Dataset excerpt

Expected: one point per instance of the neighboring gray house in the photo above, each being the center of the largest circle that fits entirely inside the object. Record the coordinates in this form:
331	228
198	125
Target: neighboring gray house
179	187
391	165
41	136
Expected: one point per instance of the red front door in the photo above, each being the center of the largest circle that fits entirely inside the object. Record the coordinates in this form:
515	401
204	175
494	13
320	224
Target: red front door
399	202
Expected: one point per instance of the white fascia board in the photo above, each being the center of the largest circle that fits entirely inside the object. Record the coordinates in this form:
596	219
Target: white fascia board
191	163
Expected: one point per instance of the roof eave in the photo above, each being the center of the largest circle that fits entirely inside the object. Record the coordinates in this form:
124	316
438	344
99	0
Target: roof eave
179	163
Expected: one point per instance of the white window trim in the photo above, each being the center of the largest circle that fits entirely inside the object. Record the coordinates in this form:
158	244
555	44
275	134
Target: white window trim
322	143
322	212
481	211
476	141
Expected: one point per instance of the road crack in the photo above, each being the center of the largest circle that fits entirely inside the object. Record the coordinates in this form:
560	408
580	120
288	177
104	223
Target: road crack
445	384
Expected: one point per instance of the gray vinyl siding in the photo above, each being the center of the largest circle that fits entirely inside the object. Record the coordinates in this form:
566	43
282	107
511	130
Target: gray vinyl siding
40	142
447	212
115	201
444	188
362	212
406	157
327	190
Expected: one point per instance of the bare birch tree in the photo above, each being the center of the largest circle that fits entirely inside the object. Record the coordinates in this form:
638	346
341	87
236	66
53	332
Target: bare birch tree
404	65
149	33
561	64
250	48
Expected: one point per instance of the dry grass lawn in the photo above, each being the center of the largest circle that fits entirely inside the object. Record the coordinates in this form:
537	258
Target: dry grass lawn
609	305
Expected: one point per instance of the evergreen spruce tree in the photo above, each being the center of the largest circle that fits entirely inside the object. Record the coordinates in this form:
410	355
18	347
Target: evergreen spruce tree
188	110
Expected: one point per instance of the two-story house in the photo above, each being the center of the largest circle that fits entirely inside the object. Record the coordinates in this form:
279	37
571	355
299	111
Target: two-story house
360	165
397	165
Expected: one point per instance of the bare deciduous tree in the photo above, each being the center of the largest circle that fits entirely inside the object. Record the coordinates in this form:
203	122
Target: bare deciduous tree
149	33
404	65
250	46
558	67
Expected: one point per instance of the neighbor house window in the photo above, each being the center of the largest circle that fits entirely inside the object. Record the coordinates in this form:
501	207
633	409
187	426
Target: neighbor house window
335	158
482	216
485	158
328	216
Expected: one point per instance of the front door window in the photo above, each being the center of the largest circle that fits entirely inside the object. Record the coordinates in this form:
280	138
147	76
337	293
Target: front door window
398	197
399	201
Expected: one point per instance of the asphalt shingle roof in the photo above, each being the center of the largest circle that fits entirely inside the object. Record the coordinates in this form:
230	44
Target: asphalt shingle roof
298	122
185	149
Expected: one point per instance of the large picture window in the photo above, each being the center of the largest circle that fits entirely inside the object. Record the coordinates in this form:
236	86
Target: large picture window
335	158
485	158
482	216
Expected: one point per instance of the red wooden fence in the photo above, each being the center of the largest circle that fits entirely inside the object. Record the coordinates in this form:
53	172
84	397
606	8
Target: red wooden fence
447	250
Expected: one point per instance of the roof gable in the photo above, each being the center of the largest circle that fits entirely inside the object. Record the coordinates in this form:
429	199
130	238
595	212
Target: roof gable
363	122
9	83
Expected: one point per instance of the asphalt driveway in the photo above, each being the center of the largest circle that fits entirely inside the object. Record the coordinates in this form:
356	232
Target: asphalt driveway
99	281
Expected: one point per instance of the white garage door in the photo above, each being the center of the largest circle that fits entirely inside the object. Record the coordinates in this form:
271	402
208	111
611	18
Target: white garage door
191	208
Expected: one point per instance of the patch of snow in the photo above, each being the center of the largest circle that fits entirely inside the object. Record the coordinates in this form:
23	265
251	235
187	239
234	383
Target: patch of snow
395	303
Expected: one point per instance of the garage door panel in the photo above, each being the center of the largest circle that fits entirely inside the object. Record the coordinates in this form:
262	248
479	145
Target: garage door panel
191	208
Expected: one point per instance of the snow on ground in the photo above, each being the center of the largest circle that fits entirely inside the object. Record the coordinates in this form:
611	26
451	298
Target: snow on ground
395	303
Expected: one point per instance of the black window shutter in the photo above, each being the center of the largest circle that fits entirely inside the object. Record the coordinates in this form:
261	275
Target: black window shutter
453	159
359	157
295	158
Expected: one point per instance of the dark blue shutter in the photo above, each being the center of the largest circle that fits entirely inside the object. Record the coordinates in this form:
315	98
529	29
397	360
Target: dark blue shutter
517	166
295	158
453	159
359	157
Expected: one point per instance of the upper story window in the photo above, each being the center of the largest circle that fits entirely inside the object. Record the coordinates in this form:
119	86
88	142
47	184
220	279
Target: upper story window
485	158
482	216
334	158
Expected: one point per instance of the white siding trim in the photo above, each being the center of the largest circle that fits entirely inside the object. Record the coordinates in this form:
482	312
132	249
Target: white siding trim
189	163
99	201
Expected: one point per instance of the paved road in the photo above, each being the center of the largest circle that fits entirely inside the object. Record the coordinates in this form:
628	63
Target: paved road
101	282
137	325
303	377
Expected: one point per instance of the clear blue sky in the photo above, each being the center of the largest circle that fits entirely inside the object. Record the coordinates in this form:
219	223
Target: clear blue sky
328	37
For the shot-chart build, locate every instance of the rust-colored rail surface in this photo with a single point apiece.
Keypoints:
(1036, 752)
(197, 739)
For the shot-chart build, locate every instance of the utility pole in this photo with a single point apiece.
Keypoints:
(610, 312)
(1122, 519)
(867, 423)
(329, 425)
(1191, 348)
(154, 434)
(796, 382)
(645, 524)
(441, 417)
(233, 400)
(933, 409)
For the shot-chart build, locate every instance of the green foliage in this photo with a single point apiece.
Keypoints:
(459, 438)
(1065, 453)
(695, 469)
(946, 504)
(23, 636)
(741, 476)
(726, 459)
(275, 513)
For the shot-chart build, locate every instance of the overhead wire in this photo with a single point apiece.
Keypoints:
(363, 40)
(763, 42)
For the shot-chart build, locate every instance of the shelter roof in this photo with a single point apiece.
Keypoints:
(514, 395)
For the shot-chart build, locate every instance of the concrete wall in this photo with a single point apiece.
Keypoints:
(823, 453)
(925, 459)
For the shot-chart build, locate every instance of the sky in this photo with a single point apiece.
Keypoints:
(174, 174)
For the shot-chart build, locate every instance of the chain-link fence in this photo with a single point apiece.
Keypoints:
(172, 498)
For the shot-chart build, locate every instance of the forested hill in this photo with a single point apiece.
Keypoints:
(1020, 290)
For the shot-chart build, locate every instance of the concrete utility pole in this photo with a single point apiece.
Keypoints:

*Work to do*. Reproduce all of the items above verbatim, line for line.

*Solved exercise*.
Expected: one point per instance of the neighboring gray house in the photo above, each being the center of the largest circle that fits entirely inside the object. Record the coordinates in this form:
331	228
198	125
Target: neighboring gray house
179	187
391	165
41	136
Expected: one point per instance of the red front door in the photo above, each being the center of the largest circle that fits entirely inside the object. Record the coordinates in this form:
515	401
204	175
494	13
320	224
Target: red front door
399	202
Expected: one point per instance of the white fascia board in the photo above, each being the center of the largest circle that fits entirely inside the object. Record the coordinates in this form:
596	219
Target: white fascia board
191	163
Expected: one point per instance of the roof eave in the photo above, each being the center of the largest circle that fits entirely inside the object. Record the coordinates in this form:
124	316
438	344
99	0
Target: roof eave
179	163
Expected: one point per instance of the white window trim in the photo above, each being the center of the largest circle that fits entirely inside the object. Record the coordinates in this form:
158	244
555	44
275	134
Target: white window trim
322	143
322	212
481	211
476	141
Expected: one point per instance of the road crack in the photo above, each being the center of the largest circle that fits entirely inside the object. Record the coordinates in this form:
560	408
580	120
288	177
104	223
Target: road crack
445	384
Expected: one point per instance of the gray vinyl siding in the photo above, each being the center of the largest circle that fits entirely inside the object. Record the coordinates in this form:
566	43
282	107
511	130
Target: gray vinyl siding
40	142
447	212
115	201
444	188
362	212
406	157
327	190
Expected: one point per instance of the bare birch tree in the photo above, each being the center of the largest circle that fits entirely inside the object. Record the coordinates in this form:
638	346
341	87
236	66
53	332
Target: bare birch tree
404	65
149	33
561	64
250	48
Expected: one point per instance of the dry grass lawn in the photo above, each being the center of the largest circle that fits entirely inside the object. Record the coordinates in this form:
537	258
Target: dry grass lawn
609	305
Expected: one point per instance of the evergreen spruce tree in the photo above, each being the center of the largest circle that fits entirely inside the object. Record the coordinates in this form:
410	355
18	347
Target: evergreen spruce tree
188	110
Expected: one point per instance of the two-story house in the photo above, each being the center of the largest circle that fits entirely inside the object. Record the coordinates in this form:
279	37
571	355
299	111
Target: two-story house
360	165
397	165
Expected: one point per instance of the bare deciduous tree in the photo above, each being the center of the largest circle that fits entirely inside the object. Record the coordinates in this form:
203	122
Target: bare deciduous tree
149	33
404	65
250	46
558	67
Expected: one point per instance of the neighbor house window in the photo above, each being the center of the largest circle that fits entirely inside the object. Record the coordinates in this form:
501	207
633	409
187	426
Target: neighbor house window
335	158
482	216
485	158
328	216
Expected: one point per instance of the front door window in the photo above, each being the center of the largest circle that fits entirely inside the object. Record the coordinates in this form:
280	138
147	76
337	293
Target: front door window
398	197
399	201
Expected: one point per instance of the asphalt shingle roof in the photo above, each being the center of the largest circle that fits entirely inside the object. Record the coordinates in this form:
230	44
Target: asphalt shingle roof
298	122
185	149
Expected: one point per instance of the large picture window in the photo above, each being the center of the largest circle that fits entirely inside the object. Record the coordinates in this form:
236	86
Target: large picture window
335	158
485	158
482	216
Expected: one point per instance of the red wooden fence in the photo above, each being the center of the largest circle that fits entirely inside the object. Record the coordinates in this form:
53	172
84	397
606	8
Target: red wooden fence
447	250
Expected: one point per instance of the roof gable in the photo above, each being the center of the largest circle that fits entirely inside the object. Record the coordinates in this form:
429	199
130	238
595	212
Target: roof gable
363	122
9	83
Expected: one point per instance of the asphalt driveway in the photo above, each being the center of the largest circle that fits entirely inside the object. Record the coordinates in this form:
356	232
Target: asphalt driveway
99	281
Expected: one point per instance of the white garage door in the photo above, each being the center of the largest circle that fits entirely inside the object. Record the coordinates in this form:
271	402
208	111
611	18
Target: white garage door
191	208
Expected: one point per instance of the patch of snow in the photo above, each being the center of the largest circle that fits entirely inside the object. Record the coordinates in this form:
23	265
251	235
187	239
234	383
Target: patch of snow
395	303
Expected: one point per instance of the garage door panel in the photo above, each being the center of the largest circle that fits entirely inside the object. Record the coordinates in this form:
262	248
479	145
Target: garage door panel
191	208
Expected: one point per instance of the snow on ground in the photo above, each being the center of the largest circle that fits entirely inside the object. Record the coordinates in this form:
611	26
451	298
Target: snow on ground
395	303
Expected: one point per instance of the black window shutter in the photo above, each being the center of the largest circle that fits entirely inside the object. Record the coordinates in this form:
261	275
Target: black window shutter
453	159
359	157
295	158
Expected: one point per instance of the dark blue shutter in the photo above, each being the center of the largest circle that fits entirely inside the object. Record the coordinates in this form:
315	98
529	29
397	360
Target: dark blue shutter
517	166
295	158
453	159
359	157
Expected: one point per instance of the upper story window in the photo above, each being the center of the largest circle that fits entirely inside the object. Record the coordinates in this form:
119	86
88	142
47	184
220	279
Target: upper story window
485	158
482	216
334	158
Expected: one point per instance of the white siding trim in the photo above, each being the center of the largest circle that fits entirely inside the object. Record the coordinates in this form:
482	312
132	249
Target: white siding trim
189	163
99	201
Expected: one point per instance of the paved road in the photo above, each being the center of the largest circle that fits entirely inside the object. Record the coordinates in this form:
628	63
Target: paved road
101	282
137	325
303	377
Expected: one point per instance of the clear blue sky in the photo above, each being the center of the largest circle that fits entirely inside the object. Record the coordinates in this form:
219	223
Target: clear blue sky
328	37
For the shot-chart build, locate every instance of the rust-colored rail surface in this photo with a single point apiece.
Keypoints:
(1036, 752)
(197, 739)
For the shot-chart build, locate every instance of the utility pole in this photo with a single point apiece.
Keypoints:
(610, 312)
(1122, 519)
(867, 423)
(329, 425)
(1191, 348)
(154, 434)
(796, 382)
(645, 524)
(441, 417)
(233, 400)
(933, 409)
For the shot-chart build, locate every instance of the green foliage in this photo with a single point apiece.
Keypoints:
(459, 438)
(1065, 453)
(695, 469)
(946, 504)
(23, 636)
(741, 476)
(726, 459)
(275, 513)
For the shot-chart build, locate every instance of the overhead wire in this photo with a single point apiece.
Keypoints:
(363, 40)
(763, 42)
For the shot-chart build, locate every instance of the shelter roof in this photo with a single point apiece.
Keypoints:
(514, 395)
For the shot-chart build, locate every instance of the concrete wall in this photo with a single point apiece.
Keypoints:
(823, 453)
(925, 459)
For the shot-chart build, locate every instance of the sky in this photo with a single point apiece.
Keypoints:
(174, 174)
For the shot-chart build, locate every instance of the chain-link fence in this photo with a single point apiece.
Keypoints:
(172, 498)
For the shot-chart build, locate every instance of the forested hill in this photo with a single point apiece.
Keypoints:
(1020, 290)
For the shot-chart build, locate every instance of the concrete utility pole in this photo with a single point apiece.
Keypoints:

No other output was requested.